**Task description**
Carry on the passage about dental bridges from the point where it stops, after its description of the assessment step.

A lot has changed with time. New dental technologies and forms of treatment have come up to rescue people from declining oral health. In today’s world, losing teeth does not imply one has to simply accept the consequences. There are many types of dental treatments that can take the place of missing teeth and support the remaining. Let us get some knowledge about one of the frequently availed dental treatment options.
Fixed partial denture, commonly known as a dental bridge is a restorative option suited for people with one or more missing teeth. The artificial dental crown or cap restores the esthetics as well as functionality of the missing tooth/teeth. It successfully does so by occupying the toothless space and supporting itself by the adjacent teeth (known as abutment) or implant body.
Procedure for Dental Bridge
Assessment of the Gingival and Periodontal Status
The very first step involved in fabrication of a dental bridge is a thorough inspection and dental assessment of the area of interest. This is critical and helps decide if the patient is a favourable candidate for the multi-stepped bridge procedure. Besides establishing the above, the condition of the teeth, alignment of neighbouring tooth structures and the extent of edentulous space to be substituted is observed. These factors along with the gingival status (inflammation, recession) allow the dental practitioner to draw a conclusion regarding the design of the intended bridge.

Referring expression data:

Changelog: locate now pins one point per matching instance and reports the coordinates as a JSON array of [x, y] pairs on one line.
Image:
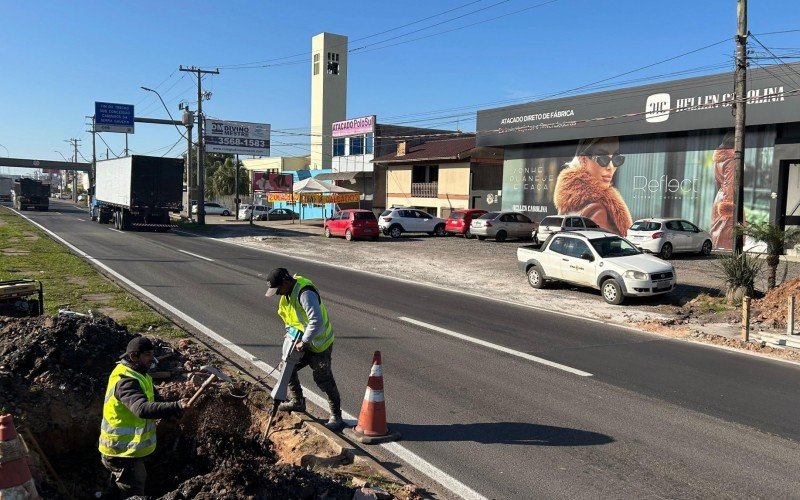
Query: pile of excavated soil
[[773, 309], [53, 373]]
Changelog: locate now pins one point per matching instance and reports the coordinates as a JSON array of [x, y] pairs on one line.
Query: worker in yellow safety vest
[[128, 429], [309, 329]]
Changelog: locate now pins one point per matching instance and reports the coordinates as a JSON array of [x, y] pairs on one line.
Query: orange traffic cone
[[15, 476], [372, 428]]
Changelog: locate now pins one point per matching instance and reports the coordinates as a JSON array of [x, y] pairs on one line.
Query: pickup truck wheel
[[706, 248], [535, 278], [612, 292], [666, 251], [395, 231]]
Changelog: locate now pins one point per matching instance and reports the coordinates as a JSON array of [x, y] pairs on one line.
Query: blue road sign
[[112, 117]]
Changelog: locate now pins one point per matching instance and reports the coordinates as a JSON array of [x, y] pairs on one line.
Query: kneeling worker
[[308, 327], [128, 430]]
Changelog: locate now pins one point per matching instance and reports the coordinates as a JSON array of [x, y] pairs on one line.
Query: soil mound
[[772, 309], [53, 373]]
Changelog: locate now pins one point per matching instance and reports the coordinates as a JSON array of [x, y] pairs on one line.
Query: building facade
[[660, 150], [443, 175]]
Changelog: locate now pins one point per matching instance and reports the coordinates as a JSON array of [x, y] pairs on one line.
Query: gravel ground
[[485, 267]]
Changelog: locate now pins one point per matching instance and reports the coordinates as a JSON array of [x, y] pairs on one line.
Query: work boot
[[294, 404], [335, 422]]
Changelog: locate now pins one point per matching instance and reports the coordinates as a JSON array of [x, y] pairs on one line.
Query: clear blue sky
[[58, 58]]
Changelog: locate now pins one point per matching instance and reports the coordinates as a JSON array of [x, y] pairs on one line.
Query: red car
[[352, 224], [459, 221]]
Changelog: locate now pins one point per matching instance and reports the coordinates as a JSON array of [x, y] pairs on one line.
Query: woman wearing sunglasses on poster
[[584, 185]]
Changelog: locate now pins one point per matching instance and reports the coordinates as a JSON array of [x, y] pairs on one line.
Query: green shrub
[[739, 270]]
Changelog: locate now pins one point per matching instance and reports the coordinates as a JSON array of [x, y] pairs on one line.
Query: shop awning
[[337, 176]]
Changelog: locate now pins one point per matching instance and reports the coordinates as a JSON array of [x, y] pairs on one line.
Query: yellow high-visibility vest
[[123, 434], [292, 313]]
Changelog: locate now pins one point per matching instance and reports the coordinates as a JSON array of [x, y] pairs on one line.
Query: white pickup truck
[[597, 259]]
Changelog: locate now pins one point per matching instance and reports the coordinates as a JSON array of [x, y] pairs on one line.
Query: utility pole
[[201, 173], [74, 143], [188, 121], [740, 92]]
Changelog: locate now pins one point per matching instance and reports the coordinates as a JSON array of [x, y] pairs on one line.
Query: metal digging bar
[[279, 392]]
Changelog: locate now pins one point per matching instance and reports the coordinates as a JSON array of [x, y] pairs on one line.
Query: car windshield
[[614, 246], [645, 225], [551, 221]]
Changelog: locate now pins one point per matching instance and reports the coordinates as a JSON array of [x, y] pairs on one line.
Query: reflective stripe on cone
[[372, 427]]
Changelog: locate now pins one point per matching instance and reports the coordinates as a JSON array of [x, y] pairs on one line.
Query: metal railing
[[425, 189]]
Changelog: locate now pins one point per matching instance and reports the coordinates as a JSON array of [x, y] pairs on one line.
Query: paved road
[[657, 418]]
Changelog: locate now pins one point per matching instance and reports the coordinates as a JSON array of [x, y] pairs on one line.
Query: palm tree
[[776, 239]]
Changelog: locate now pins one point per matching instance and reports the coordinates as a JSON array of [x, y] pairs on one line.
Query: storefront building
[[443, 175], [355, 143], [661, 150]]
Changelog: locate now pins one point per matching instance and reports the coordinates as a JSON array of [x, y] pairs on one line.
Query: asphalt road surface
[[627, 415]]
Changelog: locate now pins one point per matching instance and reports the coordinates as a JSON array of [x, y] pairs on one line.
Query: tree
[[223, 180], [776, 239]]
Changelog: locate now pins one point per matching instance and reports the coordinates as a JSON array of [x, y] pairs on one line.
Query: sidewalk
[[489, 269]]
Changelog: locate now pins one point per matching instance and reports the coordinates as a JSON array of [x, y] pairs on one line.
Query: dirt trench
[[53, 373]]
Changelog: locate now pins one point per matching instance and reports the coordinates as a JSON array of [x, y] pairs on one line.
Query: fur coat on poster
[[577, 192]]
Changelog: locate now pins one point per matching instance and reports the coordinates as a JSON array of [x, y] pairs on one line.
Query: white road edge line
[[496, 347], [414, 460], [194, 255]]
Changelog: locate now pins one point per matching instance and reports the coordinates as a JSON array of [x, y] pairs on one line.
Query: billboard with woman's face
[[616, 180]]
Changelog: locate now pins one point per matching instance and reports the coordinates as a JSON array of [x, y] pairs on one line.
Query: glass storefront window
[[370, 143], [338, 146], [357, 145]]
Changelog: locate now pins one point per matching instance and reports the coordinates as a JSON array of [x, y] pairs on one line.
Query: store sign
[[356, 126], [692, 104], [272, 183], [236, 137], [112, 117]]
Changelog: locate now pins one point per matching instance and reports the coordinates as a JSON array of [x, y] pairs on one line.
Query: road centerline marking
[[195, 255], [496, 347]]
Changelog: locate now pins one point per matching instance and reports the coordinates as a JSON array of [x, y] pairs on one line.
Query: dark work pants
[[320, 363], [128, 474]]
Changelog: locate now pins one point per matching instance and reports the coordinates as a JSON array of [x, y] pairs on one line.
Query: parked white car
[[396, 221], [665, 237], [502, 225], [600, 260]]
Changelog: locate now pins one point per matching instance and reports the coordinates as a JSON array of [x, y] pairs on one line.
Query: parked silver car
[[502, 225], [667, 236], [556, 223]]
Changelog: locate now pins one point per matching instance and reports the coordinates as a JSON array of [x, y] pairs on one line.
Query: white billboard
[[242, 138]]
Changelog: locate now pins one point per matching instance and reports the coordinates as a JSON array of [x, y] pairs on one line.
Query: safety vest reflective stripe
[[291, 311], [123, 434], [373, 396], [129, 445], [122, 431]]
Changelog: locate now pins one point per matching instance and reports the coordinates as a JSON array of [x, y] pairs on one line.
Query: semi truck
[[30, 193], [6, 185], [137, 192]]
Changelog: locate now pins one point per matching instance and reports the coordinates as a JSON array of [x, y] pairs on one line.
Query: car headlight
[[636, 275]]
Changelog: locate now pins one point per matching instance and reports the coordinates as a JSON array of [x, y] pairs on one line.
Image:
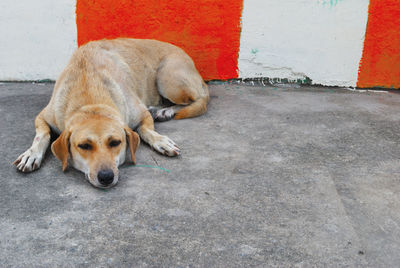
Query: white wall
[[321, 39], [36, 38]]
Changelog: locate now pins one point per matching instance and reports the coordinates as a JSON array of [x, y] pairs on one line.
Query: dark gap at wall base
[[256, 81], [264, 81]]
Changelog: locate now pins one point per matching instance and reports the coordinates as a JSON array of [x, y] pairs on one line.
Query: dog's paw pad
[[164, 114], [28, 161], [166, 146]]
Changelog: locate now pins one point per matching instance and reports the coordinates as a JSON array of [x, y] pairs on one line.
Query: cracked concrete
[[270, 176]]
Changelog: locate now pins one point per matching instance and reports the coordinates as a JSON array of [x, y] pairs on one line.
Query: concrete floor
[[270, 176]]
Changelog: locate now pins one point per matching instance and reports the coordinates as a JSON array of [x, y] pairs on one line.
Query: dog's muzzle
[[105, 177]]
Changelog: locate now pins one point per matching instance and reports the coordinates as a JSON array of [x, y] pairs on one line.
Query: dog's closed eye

**Task result**
Dental X rays may also be taken along with details of past and present dental or medical history. The neighbouring teeth or abutment, which will provide, support to the pontic (replaced tooth) needs attention. For example, if one of the abutment teeth is carious, it needs to be treated (restoration or Root canal treatment, depending on the pulp involvement) first. Suppose, the abutment is already a restored one or considerably weak, it may require some form of dental treatment to reinforce its structure. If fortunately, the abutment teeth are completely healthy, the next procedure begins.
In the next scheduled appointment, methodical preparation of the abutment teeth needs to be done. By ‘preparation’, we are referring to re-contouring of the teeth structure on either side of the edentulous span. This is done by carefully stripping off the enamel and dentine layer to permit the placement of the dental bridge. It is in fact, an important procedure which needs a lot of precision, controlled movement and thus, more time. A well executed tooth preparation ensures that the non removable bridge will be retentive as well as comfortably fit.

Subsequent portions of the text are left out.